**Exercise passage:**
HAPPY FRIDAY!!
In before 10!
Top. Twenty! Thanks for the humor and may all have a great Friday.
Good Morning!
:-)
I'm waiting breathlessly for my well deserved winnings from the U.N. and the FBI.
And after not paying my mortgage or car payment for 4 months so I could afford the small, multiple collectors fees, I really hope I get it today or tomorrow. (Kids are getting hungry)
Still waiting....waiting....waiting
I'm so LUCKY!
I was sitting at a long stoplight yesterday, minding my own business, patiently waiting for it to turn green even though there was no on-coming traffic. A carload of bearded, young, loud Muslims shouting Anti-American slogans with a half-burned American Flag duct-taped on the trunk of their car and a “Remember 9-11” slogan spray painted on the side was stopped next to me.
Suddenly they yelled, “Allah Akbar! Praise Allah! Death to America” and took off before the light changed.
Out of nowhere an 18-wheeler came speeding through the intersection and ran directly over their car, crushing it completely and killing everyone in it.
For several minutes I sat in my car thinking to myself:
“Man... that coulda been me!”
.
.
.
.So today, bright and early, I went out and got a job as a truck driver.
There was this gas station in “redneck country” trying to increase it’s sales, so the owner put up a sign saying “Free Sex with Fill-up.”
Soon a “redneck” customer pulled in, filled his tank, and then asked for his free sex.
The owner told him to pick a number from 1 to 10, and if he guessed correctly, he would get his free sex.
The buyer guessed 8 and the proprietor said, “No, you were close. The number was 7. Sorry, no free sex this time but maybe next time”.
Some time thereafter, the same man, along with his buddy this time, pulled in again for a fill-up, and again he asked for his free sex. The proprietor again gave him the same story and asked him to guess the correct number.
The man guessed 2 this time, and the proprietor said, “Sorry, it was 3. You were close but no free sex this time”.
As they were driving away, the driver said to his buddy, “I think that game is rigged and he doesn’t give away free sex.”
The buddy replied, “No, it’s not rigged — my wife won twice last week.”

**Supplied data:**

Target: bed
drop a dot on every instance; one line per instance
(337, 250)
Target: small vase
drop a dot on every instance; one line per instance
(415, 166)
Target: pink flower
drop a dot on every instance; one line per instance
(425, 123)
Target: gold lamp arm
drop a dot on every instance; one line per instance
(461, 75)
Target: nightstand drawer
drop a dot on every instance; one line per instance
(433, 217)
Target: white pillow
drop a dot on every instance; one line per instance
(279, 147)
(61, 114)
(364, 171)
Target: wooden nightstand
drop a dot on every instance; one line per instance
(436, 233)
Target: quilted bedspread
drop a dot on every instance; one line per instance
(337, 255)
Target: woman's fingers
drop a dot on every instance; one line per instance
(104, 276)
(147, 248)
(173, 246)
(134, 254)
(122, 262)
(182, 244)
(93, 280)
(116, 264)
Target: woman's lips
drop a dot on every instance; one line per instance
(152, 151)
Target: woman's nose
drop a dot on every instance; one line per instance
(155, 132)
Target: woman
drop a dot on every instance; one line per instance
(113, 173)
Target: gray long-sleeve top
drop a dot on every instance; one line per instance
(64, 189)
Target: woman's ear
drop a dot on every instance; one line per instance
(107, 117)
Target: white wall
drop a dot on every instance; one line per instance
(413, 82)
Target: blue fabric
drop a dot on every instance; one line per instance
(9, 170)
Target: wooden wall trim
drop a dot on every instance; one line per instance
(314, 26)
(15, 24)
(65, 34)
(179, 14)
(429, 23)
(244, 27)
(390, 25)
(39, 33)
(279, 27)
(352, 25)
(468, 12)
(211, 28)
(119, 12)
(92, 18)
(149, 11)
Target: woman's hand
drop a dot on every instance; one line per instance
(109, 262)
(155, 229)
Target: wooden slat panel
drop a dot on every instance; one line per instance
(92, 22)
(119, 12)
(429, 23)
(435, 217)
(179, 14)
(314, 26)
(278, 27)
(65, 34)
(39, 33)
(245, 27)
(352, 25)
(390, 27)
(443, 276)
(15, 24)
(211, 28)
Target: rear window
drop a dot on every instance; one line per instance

**Work instruction:**
Answer these questions about the joke post:
1. For how many months did the writer go without paying the mortgage or car payment?
2. From what range did the gas station owner tell the customer to pick a number?
3. What number did the man guess on his second visit with his buddy?

**Exercise result:**
1. Four months.
2. From 1 to 10.
3. He guessed 2.